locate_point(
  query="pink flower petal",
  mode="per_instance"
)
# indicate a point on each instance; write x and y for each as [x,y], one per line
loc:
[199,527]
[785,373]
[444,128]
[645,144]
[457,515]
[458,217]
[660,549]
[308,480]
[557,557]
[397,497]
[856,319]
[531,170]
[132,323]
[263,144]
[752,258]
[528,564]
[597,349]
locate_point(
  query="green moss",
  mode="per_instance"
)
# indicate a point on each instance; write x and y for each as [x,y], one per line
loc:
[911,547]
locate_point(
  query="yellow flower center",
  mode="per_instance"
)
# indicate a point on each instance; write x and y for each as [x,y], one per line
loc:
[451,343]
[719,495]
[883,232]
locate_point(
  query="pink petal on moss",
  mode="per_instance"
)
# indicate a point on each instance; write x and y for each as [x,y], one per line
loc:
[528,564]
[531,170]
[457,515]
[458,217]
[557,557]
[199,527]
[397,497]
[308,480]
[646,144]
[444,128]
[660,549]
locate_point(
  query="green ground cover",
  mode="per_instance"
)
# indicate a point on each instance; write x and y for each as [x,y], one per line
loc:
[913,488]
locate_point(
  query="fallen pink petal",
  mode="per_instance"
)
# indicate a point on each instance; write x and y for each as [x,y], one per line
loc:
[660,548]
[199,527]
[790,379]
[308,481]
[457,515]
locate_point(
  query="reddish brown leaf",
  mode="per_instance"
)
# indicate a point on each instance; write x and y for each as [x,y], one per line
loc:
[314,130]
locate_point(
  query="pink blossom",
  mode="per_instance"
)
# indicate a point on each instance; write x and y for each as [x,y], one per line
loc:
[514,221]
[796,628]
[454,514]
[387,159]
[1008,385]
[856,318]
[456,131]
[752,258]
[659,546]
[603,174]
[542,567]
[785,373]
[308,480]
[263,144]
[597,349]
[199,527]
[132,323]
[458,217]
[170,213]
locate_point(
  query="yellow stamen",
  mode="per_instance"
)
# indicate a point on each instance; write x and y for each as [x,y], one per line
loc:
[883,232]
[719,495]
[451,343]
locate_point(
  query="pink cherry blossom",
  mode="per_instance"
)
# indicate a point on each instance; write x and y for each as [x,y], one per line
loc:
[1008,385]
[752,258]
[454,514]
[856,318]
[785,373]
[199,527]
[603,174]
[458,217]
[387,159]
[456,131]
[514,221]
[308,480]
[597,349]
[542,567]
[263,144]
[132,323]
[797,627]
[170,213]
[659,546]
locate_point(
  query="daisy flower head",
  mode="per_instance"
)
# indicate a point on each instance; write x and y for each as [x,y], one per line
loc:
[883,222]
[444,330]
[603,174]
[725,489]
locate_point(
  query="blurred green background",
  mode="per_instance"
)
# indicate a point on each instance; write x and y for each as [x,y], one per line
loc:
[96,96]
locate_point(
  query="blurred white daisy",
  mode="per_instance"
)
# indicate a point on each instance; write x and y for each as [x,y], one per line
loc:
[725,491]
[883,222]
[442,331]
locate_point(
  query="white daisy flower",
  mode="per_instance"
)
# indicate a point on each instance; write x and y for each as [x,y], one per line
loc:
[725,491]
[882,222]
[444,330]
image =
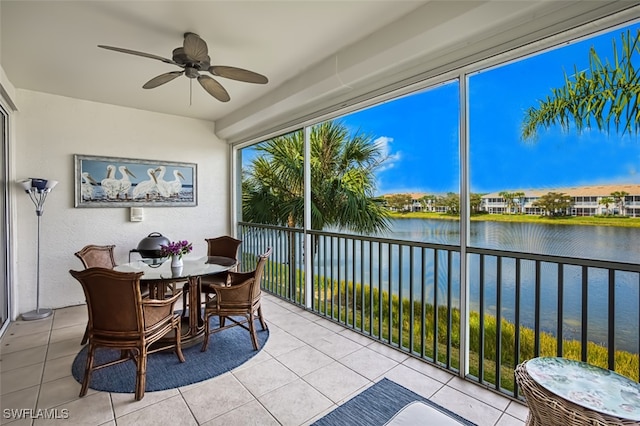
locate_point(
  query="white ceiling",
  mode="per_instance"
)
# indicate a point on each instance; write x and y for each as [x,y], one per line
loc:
[51,46]
[315,53]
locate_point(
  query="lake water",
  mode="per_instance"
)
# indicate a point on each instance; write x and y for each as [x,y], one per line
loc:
[593,242]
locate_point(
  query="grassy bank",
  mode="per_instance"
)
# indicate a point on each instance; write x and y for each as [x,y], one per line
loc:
[439,340]
[629,222]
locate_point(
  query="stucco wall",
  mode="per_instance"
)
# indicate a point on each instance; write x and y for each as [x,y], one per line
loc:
[48,131]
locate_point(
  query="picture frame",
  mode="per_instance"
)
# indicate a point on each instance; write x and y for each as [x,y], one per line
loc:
[129,182]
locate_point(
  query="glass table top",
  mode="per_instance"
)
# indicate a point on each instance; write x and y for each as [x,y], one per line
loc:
[206,265]
[589,386]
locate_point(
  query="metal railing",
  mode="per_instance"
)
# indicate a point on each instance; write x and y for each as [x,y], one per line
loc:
[407,295]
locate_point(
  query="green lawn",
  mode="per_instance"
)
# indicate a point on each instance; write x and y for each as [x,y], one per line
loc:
[629,222]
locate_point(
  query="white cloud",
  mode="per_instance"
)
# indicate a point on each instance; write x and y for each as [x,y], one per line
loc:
[384,144]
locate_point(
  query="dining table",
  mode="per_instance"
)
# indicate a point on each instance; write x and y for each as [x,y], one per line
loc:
[161,278]
[569,391]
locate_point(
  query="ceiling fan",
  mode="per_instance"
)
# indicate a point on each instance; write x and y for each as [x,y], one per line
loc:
[193,57]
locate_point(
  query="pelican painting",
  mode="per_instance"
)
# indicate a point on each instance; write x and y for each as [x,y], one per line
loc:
[146,188]
[88,186]
[164,188]
[175,185]
[110,184]
[124,184]
[129,182]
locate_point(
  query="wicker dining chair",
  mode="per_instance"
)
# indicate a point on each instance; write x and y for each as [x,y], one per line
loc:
[240,297]
[119,318]
[224,246]
[95,256]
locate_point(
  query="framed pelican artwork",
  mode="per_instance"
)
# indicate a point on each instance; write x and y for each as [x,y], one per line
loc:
[127,182]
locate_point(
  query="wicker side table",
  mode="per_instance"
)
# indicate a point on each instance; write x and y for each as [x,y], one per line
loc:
[549,409]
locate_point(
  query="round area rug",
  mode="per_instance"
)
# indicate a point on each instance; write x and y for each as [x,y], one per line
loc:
[227,350]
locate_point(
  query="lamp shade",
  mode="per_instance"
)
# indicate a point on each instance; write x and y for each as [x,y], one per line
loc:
[51,183]
[25,183]
[38,183]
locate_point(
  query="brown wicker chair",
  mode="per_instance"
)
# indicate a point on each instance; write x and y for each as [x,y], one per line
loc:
[224,246]
[94,256]
[547,409]
[241,297]
[120,319]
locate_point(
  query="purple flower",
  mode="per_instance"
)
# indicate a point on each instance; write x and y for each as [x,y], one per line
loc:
[176,248]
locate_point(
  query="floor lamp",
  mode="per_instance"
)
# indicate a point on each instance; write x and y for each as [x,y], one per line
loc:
[38,189]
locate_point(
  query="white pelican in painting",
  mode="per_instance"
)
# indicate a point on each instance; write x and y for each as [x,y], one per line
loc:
[124,183]
[87,186]
[110,184]
[175,185]
[147,187]
[164,189]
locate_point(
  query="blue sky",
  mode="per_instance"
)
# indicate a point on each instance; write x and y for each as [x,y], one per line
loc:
[419,132]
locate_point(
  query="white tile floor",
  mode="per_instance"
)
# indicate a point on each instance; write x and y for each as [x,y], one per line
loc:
[307,368]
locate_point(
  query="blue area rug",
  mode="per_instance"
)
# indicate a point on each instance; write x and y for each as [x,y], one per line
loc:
[377,404]
[227,350]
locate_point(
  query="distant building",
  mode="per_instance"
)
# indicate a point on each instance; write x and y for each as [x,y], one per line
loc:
[585,201]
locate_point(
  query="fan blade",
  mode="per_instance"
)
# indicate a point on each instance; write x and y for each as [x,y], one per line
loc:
[195,48]
[134,52]
[214,88]
[161,79]
[238,74]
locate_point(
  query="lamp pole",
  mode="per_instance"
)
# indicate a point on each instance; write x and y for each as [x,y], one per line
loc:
[37,190]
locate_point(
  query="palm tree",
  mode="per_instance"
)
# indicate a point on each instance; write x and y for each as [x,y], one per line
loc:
[518,195]
[508,198]
[603,93]
[342,181]
[618,198]
[605,201]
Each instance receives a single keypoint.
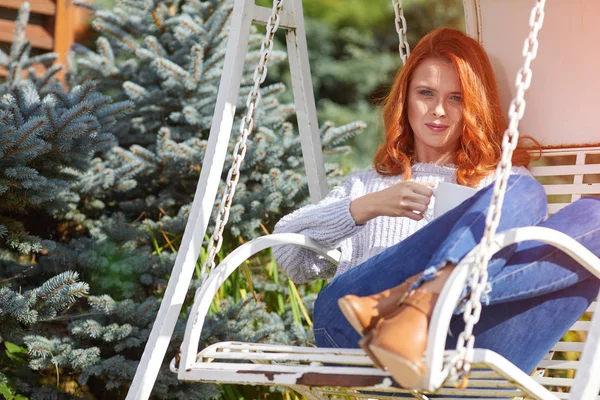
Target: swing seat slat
(349, 372)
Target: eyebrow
(433, 90)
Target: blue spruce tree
(166, 56)
(120, 195)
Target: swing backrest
(560, 115)
(567, 175)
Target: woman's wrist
(361, 209)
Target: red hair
(484, 121)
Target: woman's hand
(400, 200)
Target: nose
(438, 109)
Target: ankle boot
(398, 341)
(363, 312)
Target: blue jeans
(537, 291)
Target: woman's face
(435, 110)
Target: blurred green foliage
(353, 51)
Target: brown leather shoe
(363, 312)
(398, 341)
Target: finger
(422, 189)
(414, 216)
(413, 206)
(419, 198)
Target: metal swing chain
(401, 28)
(478, 275)
(246, 127)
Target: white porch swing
(567, 55)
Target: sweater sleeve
(329, 222)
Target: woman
(443, 123)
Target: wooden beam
(46, 7)
(64, 34)
(39, 37)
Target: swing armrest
(207, 291)
(450, 296)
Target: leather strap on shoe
(422, 301)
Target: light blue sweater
(330, 223)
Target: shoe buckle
(404, 297)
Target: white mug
(449, 195)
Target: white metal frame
(244, 14)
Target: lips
(436, 127)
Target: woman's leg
(456, 232)
(540, 292)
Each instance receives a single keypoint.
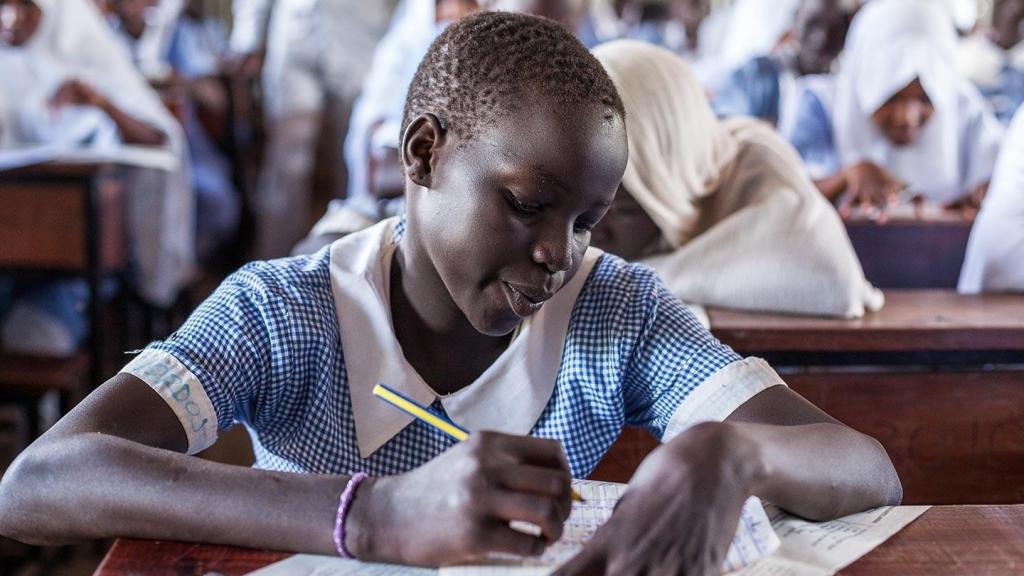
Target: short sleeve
(679, 374)
(224, 361)
(981, 138)
(812, 136)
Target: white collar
(509, 397)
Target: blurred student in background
(197, 52)
(768, 85)
(375, 186)
(993, 58)
(994, 260)
(312, 56)
(69, 84)
(905, 123)
(723, 211)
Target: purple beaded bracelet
(344, 503)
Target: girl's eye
(520, 206)
(582, 227)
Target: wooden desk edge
(1004, 522)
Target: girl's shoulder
(296, 281)
(615, 283)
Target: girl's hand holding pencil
(458, 507)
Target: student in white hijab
(722, 210)
(756, 28)
(994, 259)
(903, 118)
(314, 55)
(67, 82)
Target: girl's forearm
(818, 470)
(91, 486)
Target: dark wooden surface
(42, 219)
(910, 321)
(975, 540)
(911, 253)
(954, 439)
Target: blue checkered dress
(266, 348)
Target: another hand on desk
(681, 510)
(458, 506)
(868, 188)
(76, 92)
(970, 204)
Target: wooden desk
(59, 220)
(946, 540)
(912, 321)
(907, 252)
(936, 376)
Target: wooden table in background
(911, 252)
(937, 377)
(969, 540)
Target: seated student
(371, 147)
(68, 83)
(311, 57)
(145, 28)
(727, 218)
(375, 184)
(994, 260)
(904, 122)
(994, 59)
(765, 86)
(485, 301)
(690, 28)
(197, 51)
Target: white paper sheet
(310, 565)
(754, 539)
(823, 548)
(140, 156)
(806, 548)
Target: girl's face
(627, 231)
(903, 117)
(506, 216)
(18, 22)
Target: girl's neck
(430, 327)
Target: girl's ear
(420, 144)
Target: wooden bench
(965, 540)
(59, 220)
(937, 377)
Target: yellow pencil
(429, 417)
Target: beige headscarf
(749, 228)
(678, 149)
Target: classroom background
(150, 148)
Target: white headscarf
(748, 227)
(755, 29)
(994, 260)
(74, 41)
(890, 44)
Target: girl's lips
(520, 303)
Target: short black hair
(482, 65)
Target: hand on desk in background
(680, 512)
(970, 204)
(868, 189)
(457, 507)
(76, 92)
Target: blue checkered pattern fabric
(266, 348)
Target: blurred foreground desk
(936, 376)
(946, 540)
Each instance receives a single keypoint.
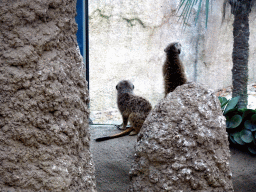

####################

**REQUIREMENT**
A single figure is required: the number of lines in the entries that hold the string "wicker".

**ANSWER TO THIS TASK**
3